THE PROBLEM: Beginning with the line containing "Where can the arched" and ending with the last line of the records, set down every line exactly.

── DATASET ──

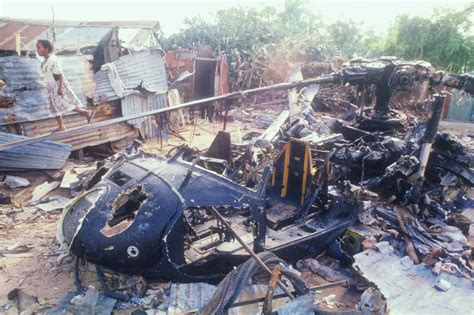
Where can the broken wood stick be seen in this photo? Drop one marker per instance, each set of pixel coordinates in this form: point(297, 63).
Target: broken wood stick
point(105, 123)
point(250, 251)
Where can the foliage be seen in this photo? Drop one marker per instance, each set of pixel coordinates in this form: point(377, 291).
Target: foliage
point(250, 36)
point(446, 39)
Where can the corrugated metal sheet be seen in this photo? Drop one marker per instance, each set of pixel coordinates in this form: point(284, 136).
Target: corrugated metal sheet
point(76, 37)
point(139, 103)
point(78, 71)
point(107, 134)
point(46, 155)
point(461, 107)
point(25, 83)
point(145, 66)
point(28, 33)
point(103, 112)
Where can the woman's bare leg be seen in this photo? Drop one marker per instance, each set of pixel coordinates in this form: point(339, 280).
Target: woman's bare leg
point(82, 111)
point(60, 121)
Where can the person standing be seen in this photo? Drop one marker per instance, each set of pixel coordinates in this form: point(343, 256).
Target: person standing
point(61, 98)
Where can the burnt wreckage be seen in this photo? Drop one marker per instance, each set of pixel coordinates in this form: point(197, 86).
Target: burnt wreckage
point(291, 190)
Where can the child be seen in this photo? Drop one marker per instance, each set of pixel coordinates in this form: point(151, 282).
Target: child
point(60, 96)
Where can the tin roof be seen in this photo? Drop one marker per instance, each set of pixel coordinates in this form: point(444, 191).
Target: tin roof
point(47, 155)
point(71, 36)
point(28, 33)
point(145, 67)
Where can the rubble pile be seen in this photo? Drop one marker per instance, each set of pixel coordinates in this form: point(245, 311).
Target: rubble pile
point(328, 205)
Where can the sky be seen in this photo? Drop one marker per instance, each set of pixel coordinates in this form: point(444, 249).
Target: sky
point(375, 14)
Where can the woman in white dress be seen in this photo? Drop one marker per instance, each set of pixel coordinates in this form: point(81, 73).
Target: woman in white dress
point(60, 96)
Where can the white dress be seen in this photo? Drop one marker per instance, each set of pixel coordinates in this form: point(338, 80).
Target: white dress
point(59, 104)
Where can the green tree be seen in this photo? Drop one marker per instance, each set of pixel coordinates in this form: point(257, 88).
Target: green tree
point(446, 40)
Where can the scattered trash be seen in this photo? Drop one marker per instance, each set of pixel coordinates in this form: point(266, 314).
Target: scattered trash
point(16, 181)
point(52, 203)
point(25, 303)
point(414, 289)
point(43, 189)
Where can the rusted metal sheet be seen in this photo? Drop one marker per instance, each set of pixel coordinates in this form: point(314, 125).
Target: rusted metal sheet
point(461, 107)
point(145, 68)
point(103, 135)
point(28, 33)
point(25, 84)
point(139, 103)
point(103, 112)
point(221, 81)
point(46, 155)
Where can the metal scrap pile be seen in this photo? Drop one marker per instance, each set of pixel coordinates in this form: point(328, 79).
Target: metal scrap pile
point(387, 201)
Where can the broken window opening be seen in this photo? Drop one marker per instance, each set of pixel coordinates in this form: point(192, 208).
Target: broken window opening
point(126, 205)
point(119, 178)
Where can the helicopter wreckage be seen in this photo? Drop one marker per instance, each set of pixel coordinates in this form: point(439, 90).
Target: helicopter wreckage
point(288, 191)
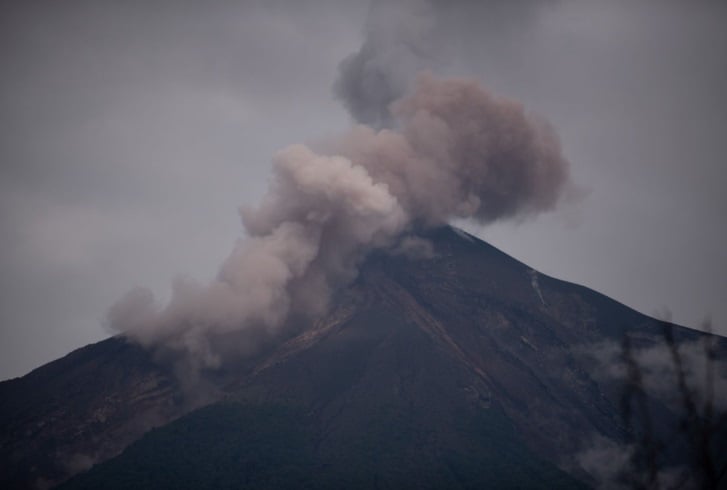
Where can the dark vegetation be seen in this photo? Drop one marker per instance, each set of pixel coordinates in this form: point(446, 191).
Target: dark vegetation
point(233, 445)
point(700, 434)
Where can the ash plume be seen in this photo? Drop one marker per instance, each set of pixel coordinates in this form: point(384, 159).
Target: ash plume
point(458, 152)
point(400, 40)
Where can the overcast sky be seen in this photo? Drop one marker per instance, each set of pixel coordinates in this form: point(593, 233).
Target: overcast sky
point(132, 131)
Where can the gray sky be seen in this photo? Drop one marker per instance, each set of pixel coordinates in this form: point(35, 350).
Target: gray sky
point(132, 131)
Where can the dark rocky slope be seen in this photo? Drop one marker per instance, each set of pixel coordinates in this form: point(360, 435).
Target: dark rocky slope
point(449, 371)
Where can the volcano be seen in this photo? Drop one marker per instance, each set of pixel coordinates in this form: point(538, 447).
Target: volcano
point(457, 368)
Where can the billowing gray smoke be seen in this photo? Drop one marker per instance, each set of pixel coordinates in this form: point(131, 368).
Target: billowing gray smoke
point(458, 152)
point(400, 40)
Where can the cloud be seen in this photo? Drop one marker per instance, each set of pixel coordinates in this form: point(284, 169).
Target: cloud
point(459, 152)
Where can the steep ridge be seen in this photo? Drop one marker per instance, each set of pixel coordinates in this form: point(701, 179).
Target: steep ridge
point(437, 371)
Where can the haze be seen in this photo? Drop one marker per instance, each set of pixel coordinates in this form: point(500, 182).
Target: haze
point(132, 132)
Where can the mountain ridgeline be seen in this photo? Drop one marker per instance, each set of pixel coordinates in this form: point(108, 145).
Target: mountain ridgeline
point(460, 368)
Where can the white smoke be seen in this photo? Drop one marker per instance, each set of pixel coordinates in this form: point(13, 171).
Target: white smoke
point(460, 152)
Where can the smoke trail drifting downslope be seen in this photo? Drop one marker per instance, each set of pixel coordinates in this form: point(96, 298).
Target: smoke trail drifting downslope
point(459, 152)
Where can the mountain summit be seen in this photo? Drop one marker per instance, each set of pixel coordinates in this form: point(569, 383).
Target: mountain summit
point(452, 367)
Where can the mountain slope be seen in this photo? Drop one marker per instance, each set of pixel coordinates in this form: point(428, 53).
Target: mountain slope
point(439, 371)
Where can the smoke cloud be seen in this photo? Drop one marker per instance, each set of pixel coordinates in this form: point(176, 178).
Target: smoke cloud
point(400, 40)
point(459, 152)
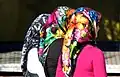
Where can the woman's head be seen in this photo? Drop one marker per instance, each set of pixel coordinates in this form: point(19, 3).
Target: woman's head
point(82, 27)
point(84, 22)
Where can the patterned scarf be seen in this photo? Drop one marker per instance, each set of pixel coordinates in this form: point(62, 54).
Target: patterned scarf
point(54, 28)
point(78, 34)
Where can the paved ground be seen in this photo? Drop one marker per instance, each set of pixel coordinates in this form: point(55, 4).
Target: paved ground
point(13, 58)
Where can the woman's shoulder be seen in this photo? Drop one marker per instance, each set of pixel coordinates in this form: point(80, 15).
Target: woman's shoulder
point(93, 49)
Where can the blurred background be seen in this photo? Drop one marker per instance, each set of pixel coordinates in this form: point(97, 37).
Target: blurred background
point(17, 15)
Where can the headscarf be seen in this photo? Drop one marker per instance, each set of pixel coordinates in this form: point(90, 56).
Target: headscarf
point(54, 28)
point(74, 36)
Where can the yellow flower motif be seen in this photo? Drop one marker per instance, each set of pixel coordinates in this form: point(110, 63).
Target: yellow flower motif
point(83, 33)
point(41, 34)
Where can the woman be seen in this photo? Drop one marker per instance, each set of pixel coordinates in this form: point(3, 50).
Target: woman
point(39, 41)
point(80, 57)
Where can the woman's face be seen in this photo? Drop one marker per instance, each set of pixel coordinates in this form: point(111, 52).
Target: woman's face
point(81, 27)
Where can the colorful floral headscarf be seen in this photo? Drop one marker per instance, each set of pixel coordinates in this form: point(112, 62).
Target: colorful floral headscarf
point(54, 28)
point(74, 35)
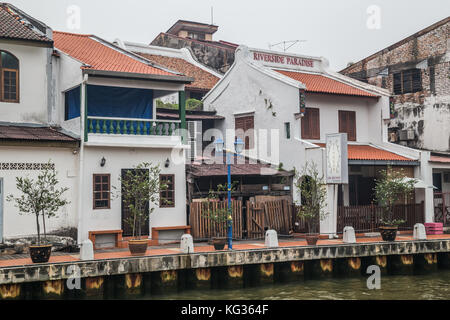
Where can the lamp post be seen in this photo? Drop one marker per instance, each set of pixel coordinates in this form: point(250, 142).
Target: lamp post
point(238, 148)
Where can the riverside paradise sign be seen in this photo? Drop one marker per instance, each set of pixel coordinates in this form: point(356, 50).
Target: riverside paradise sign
point(286, 60)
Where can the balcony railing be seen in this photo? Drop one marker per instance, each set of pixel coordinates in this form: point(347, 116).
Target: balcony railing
point(128, 126)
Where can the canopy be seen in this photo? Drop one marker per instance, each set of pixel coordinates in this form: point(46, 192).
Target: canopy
point(419, 184)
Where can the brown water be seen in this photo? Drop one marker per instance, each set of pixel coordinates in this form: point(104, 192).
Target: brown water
point(418, 287)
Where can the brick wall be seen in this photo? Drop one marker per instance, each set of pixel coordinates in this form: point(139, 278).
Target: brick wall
point(426, 112)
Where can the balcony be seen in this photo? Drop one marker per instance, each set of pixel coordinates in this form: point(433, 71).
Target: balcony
point(108, 131)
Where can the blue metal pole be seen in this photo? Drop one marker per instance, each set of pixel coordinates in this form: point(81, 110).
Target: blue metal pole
point(230, 219)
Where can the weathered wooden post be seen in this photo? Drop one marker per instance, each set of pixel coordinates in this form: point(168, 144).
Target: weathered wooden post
point(347, 266)
point(290, 271)
point(401, 264)
point(318, 268)
point(231, 277)
point(425, 263)
point(200, 278)
point(164, 281)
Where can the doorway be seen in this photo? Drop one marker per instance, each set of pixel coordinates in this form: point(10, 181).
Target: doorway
point(1, 209)
point(126, 213)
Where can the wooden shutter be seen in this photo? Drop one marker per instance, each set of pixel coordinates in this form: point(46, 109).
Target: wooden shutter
point(311, 124)
point(347, 124)
point(245, 124)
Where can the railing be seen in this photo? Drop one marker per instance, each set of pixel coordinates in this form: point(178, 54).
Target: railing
point(442, 207)
point(368, 218)
point(129, 126)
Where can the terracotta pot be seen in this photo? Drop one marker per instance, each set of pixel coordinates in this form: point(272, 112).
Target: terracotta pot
point(388, 233)
point(138, 247)
point(219, 243)
point(40, 253)
point(311, 239)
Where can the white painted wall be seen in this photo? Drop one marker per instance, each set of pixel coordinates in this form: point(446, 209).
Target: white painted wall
point(66, 164)
point(33, 94)
point(127, 158)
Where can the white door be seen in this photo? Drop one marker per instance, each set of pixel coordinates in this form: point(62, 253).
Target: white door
point(1, 209)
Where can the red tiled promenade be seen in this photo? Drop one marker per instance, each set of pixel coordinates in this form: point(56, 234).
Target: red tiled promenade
point(11, 261)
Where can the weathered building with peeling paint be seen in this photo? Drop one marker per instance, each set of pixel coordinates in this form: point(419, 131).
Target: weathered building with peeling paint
point(416, 70)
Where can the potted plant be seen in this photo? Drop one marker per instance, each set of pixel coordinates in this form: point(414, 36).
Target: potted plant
point(140, 189)
point(42, 198)
point(311, 208)
point(217, 214)
point(389, 189)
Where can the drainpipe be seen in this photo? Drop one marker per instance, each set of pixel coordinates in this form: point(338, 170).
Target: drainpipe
point(83, 113)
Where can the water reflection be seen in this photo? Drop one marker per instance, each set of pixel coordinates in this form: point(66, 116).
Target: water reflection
point(418, 287)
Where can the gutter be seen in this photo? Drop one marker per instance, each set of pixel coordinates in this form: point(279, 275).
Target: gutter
point(142, 76)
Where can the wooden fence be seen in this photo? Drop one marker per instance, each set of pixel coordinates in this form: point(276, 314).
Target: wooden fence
point(367, 218)
point(442, 207)
point(276, 215)
point(203, 228)
point(250, 224)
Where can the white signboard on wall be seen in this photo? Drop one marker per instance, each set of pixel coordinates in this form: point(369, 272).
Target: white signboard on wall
point(337, 158)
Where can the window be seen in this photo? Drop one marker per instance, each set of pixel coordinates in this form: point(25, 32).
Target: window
point(311, 124)
point(245, 127)
point(287, 130)
point(102, 191)
point(9, 69)
point(167, 194)
point(347, 124)
point(407, 81)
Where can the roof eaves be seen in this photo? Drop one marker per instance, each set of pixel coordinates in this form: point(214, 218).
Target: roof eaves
point(131, 75)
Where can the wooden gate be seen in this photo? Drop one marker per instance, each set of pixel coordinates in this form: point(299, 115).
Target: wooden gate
point(203, 228)
point(276, 215)
point(442, 207)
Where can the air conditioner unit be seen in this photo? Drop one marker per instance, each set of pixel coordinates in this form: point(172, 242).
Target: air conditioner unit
point(195, 139)
point(406, 135)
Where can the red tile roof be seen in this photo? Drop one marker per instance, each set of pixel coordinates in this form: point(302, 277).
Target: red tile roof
point(322, 84)
point(440, 159)
point(203, 79)
point(366, 152)
point(12, 132)
point(14, 26)
point(98, 56)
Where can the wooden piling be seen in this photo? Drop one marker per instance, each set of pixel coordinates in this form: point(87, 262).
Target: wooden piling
point(401, 264)
point(425, 263)
point(11, 291)
point(231, 277)
point(289, 271)
point(164, 281)
point(347, 267)
point(200, 278)
point(318, 268)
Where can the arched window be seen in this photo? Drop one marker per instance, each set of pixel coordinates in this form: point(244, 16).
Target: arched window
point(9, 72)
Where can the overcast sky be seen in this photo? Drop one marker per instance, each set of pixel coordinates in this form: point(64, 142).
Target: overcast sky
point(340, 30)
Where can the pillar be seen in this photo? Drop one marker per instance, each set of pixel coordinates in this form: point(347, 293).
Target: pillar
point(289, 271)
point(401, 264)
point(164, 281)
point(200, 278)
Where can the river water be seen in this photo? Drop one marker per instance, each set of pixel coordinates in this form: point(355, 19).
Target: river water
point(413, 287)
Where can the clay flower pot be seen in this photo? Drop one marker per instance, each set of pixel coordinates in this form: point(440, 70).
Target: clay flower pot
point(219, 243)
point(138, 247)
point(40, 253)
point(311, 239)
point(388, 233)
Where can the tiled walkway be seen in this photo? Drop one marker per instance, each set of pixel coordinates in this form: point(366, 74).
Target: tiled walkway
point(21, 260)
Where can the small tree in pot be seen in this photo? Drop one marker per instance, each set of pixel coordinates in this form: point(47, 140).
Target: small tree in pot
point(217, 214)
point(42, 198)
point(388, 191)
point(140, 189)
point(313, 192)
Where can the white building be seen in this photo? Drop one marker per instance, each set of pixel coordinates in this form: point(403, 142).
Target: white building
point(28, 139)
point(88, 106)
point(263, 90)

───

OUTPUT:
Where can the arched window be seen in this photo? Drop one marker per instance, each set of pixel coordinates in this form: point(244, 16).
Target: arched window
point(9, 72)
Where can the overcast sky be seen in this photo? Drop one marker per instance, each set of pixel coordinates in this form: point(64, 142).
Target: overcast sky
point(340, 30)
Where can the pillar be seen in this photo? Drop one marker per instance, each set of pixel coordinates in this form: point(347, 293).
Target: pillar
point(289, 271)
point(401, 264)
point(164, 281)
point(200, 278)
Where can the river water be seen in this photo? Drop one marker per instance, each set of pixel coordinates in this form: point(355, 19).
Target: river water
point(413, 287)
Where can the clay flower pot be seen in this photo? Drop one marker per instance, each set of pixel coordinates in this form: point(440, 70).
Target: clay flower pot
point(219, 243)
point(138, 247)
point(40, 253)
point(311, 239)
point(388, 233)
Where can the tiled walkway be seen in this photo? Drop one marker per instance, each set of pixel coordinates in this form: point(366, 74).
Target: tiled walkway
point(21, 260)
Where can the small tree in pot be seen in this photo? Drop one marker per instance, each set of pixel coordinates in this form: point(47, 140).
Target: small tree in pot
point(217, 214)
point(42, 198)
point(388, 191)
point(140, 189)
point(313, 192)
Where can the white building be seen in this photo? Drop one marker per instance, each set of pixel coordinates in this form: point(403, 142).
Target: white building
point(28, 139)
point(88, 106)
point(263, 90)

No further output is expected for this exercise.